(SOURCE PASSAGE)

A thought popped into my head when I was having dinner in Perth. Ten minutes away from where Paul, (head of propagation at Iseli – My boss in America) his wife Cathy, and I were eating, was a two acre oasis created by international plant collectors. Despite the sun fading and the temperature adamantly reminding us that is wasn’t spring yet, it only took a quick phone call to the garden to organise a tour with the head gardener. Few industries in the world are as welcoming and generous as the horticulture field.

Not wanting to push our luck with that generosity, we sprinted to Branklyn Gardens to find a man standing in wait with a torch in hand. Jim Jermyn was our only bright light in a garden now consumed by darkness.

The torchlight bounced across the whites of Galanthus that the self-confessed galanthophile has introduced to the garden since becoming head gardener a year ago. The underside of Rhododendrons glistened, exposing deep cinnamon leaves under the harsh light. Silhouettes of deciduous trees were barely discernible in the darkness. Spearheads of various alpine and herbaceous plants lay patient. The ten-foot tall carrot, Megacarpea polyandra, takes ten years to flower and there it was in Jim’s spotlight.

Branklyn Gardens was a unique experience not only for its horticultural value, but also for the gracious welcome we received from its staff.

(End SOURCE PASSAGE)
(INFORMATION)

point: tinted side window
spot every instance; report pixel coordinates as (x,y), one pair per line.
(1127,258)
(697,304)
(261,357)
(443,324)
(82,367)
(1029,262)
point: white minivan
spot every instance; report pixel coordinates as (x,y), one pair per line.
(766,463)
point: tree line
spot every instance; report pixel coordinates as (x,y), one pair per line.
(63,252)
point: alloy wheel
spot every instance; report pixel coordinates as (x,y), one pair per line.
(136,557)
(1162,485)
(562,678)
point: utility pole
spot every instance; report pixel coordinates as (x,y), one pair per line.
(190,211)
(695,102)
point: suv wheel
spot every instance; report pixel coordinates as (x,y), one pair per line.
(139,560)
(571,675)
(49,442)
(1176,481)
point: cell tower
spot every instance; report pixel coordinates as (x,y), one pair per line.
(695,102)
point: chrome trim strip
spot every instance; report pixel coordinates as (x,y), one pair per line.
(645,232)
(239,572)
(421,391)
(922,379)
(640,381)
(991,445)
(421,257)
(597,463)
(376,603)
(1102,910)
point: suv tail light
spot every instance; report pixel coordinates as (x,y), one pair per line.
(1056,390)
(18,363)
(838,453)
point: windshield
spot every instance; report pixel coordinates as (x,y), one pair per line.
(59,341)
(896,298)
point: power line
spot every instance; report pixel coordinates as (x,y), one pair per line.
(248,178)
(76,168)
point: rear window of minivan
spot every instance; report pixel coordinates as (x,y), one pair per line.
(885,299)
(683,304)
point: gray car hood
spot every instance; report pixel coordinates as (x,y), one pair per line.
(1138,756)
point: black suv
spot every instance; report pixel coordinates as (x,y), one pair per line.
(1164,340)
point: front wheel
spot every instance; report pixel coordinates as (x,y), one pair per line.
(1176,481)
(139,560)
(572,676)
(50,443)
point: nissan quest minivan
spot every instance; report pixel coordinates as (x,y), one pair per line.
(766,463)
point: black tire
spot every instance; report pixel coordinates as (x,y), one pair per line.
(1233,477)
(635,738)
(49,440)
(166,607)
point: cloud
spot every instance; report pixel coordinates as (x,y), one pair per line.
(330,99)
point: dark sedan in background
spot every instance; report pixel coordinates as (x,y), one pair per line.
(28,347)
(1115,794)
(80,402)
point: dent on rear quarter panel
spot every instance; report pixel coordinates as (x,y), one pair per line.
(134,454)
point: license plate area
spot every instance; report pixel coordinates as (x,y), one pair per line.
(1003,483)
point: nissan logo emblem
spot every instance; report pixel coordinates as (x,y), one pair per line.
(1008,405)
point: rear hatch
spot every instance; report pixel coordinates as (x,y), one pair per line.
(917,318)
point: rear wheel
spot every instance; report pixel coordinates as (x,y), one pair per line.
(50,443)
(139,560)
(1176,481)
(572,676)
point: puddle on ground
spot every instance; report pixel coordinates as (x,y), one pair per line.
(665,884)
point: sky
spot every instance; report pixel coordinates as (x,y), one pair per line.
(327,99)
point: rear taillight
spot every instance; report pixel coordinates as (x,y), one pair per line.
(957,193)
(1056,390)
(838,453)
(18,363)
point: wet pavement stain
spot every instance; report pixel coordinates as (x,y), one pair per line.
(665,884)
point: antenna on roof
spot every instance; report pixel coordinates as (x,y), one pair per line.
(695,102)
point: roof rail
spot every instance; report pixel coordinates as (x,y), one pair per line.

(End INFORMATION)

(THE TASK) Can you duplicate the part of the Branklyn Gardens passage that opens with the words containing "A thought popped" and closes with "consumed by darkness."?

(YOUR RESPONSE)
A thought popped into my head when I was having dinner in Perth. Ten minutes away from where Paul, (head of propagation at Iseli – My boss in America) his wife Cathy, and I were eating, was a two acre oasis created by international plant collectors. Despite the sun fading and the temperature adamantly reminding us that is wasn’t spring yet, it only took a quick phone call to the garden to organise a tour with the head gardener. Few industries in the world are as welcoming and generous as the horticulture field.

Not wanting to push our luck with that generosity, we sprinted to Branklyn Gardens to find a man standing in wait with a torch in hand. Jim Jermyn was our only bright light in a garden now consumed by darkness.